- _What is being asked_: Turn each line of the listing below into a JSON list of strings, one string per line, skipping blank lines and leaving the pictures out.

— BEGIN —

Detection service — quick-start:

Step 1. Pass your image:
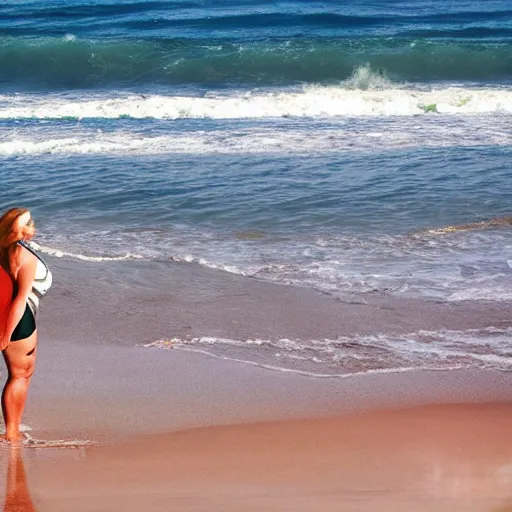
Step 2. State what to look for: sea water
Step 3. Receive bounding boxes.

[0,0,512,373]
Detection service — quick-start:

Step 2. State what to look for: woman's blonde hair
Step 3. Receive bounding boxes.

[0,208,29,250]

— END —

- _In response_:
[
  "Detection service — quick-start:",
  "Step 1. Pass your image:",
  "Step 2. State what to look for: sea water",
  "Step 3. Receive bounding boxes.",
  "[0,0,512,373]",
  "Detection service — quick-start:",
  "Step 2. State what to look for: woman's blonde hair",
  "Step 3. Receive bounding boxes.",
  "[0,208,29,250]"
]